### Aim of the task
Count how many lines in the items below contain the string "sconce", matching case exactly, and give only that number.

————————

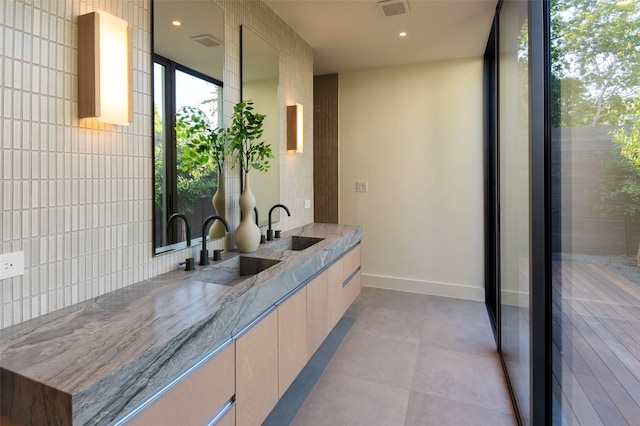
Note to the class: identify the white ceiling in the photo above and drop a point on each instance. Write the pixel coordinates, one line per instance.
(350, 35)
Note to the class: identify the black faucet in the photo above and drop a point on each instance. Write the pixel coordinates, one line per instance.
(270, 231)
(186, 223)
(204, 253)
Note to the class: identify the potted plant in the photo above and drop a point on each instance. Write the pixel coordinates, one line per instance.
(247, 150)
(204, 150)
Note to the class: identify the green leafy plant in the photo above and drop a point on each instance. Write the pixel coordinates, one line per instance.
(244, 134)
(204, 143)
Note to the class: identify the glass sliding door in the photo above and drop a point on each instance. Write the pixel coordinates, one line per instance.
(514, 196)
(595, 193)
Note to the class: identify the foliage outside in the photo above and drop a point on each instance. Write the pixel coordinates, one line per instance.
(200, 153)
(243, 135)
(595, 81)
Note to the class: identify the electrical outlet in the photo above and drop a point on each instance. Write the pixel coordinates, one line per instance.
(11, 264)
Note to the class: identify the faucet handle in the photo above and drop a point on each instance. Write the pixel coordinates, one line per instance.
(190, 264)
(217, 254)
(204, 256)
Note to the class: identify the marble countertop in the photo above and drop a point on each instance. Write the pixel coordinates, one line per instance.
(111, 353)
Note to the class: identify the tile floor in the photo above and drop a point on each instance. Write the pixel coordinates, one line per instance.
(405, 359)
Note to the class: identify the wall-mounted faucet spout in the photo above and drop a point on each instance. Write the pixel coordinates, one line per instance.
(204, 253)
(270, 231)
(186, 224)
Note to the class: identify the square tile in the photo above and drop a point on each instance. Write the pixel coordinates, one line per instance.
(428, 410)
(379, 359)
(461, 334)
(383, 322)
(343, 400)
(462, 377)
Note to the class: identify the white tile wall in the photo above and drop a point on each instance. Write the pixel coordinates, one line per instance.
(76, 195)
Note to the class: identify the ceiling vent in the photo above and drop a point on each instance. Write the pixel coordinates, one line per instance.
(207, 40)
(393, 7)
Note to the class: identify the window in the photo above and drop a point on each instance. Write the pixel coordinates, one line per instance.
(180, 185)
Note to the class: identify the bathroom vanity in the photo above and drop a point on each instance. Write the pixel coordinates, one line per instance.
(218, 345)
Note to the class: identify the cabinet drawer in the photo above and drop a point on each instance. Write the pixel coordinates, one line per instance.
(351, 290)
(257, 371)
(292, 339)
(316, 313)
(350, 262)
(196, 399)
(229, 419)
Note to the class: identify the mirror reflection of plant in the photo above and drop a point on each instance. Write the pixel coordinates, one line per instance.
(243, 135)
(203, 142)
(200, 154)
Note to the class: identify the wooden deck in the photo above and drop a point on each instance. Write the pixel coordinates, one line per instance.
(596, 345)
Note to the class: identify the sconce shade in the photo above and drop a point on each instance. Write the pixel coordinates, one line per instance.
(295, 126)
(104, 68)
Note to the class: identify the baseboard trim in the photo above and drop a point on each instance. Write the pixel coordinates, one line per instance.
(456, 291)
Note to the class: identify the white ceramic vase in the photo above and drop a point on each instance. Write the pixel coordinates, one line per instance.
(217, 229)
(248, 234)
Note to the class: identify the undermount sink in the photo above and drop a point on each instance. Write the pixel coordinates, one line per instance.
(233, 271)
(299, 243)
(295, 243)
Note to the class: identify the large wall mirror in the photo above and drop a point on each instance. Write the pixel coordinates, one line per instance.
(260, 74)
(188, 62)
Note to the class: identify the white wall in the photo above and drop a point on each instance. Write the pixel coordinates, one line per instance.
(75, 196)
(414, 133)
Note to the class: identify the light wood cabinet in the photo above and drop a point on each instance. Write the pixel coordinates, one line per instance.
(229, 418)
(198, 397)
(317, 325)
(343, 285)
(257, 371)
(292, 338)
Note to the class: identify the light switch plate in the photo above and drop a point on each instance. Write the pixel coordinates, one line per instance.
(11, 265)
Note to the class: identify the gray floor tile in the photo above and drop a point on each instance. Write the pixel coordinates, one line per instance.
(428, 410)
(450, 308)
(340, 400)
(459, 334)
(407, 360)
(383, 322)
(462, 377)
(400, 301)
(379, 359)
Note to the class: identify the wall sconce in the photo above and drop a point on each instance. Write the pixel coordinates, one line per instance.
(104, 68)
(295, 126)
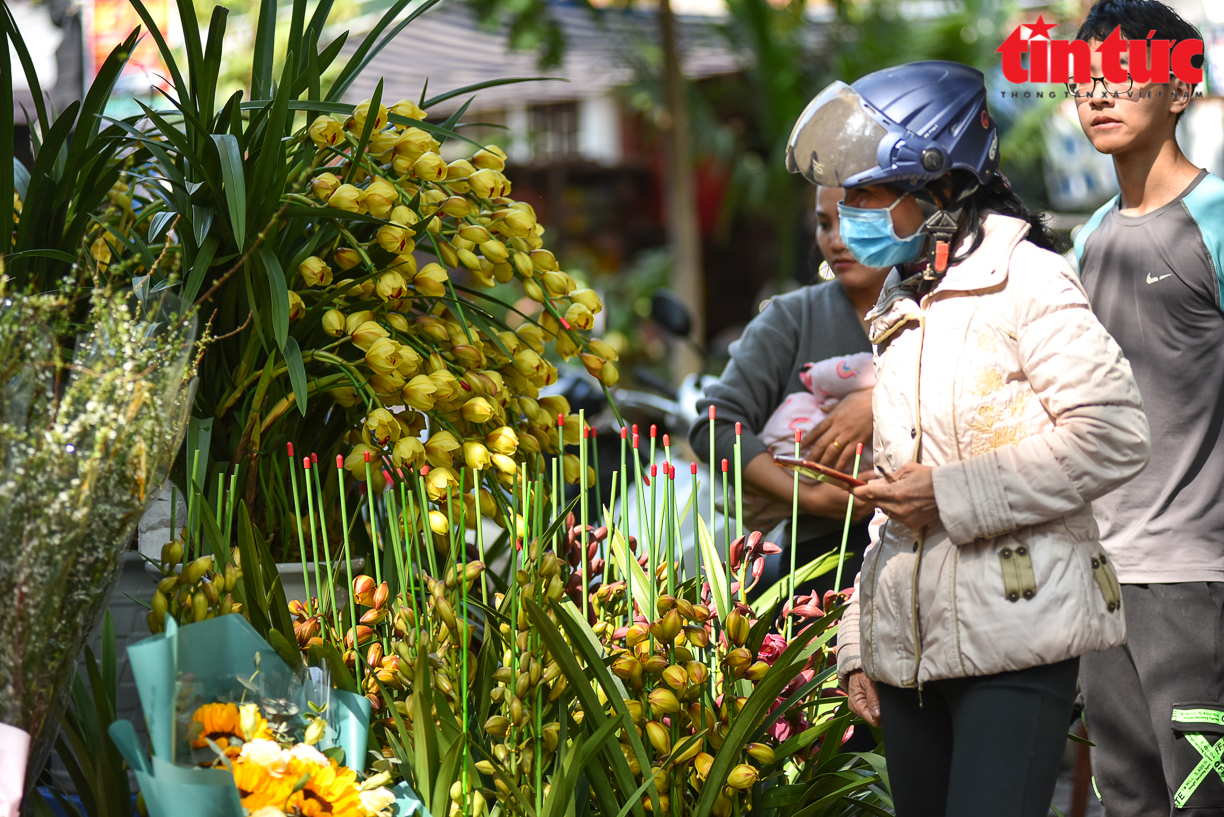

————————

### Written solution
2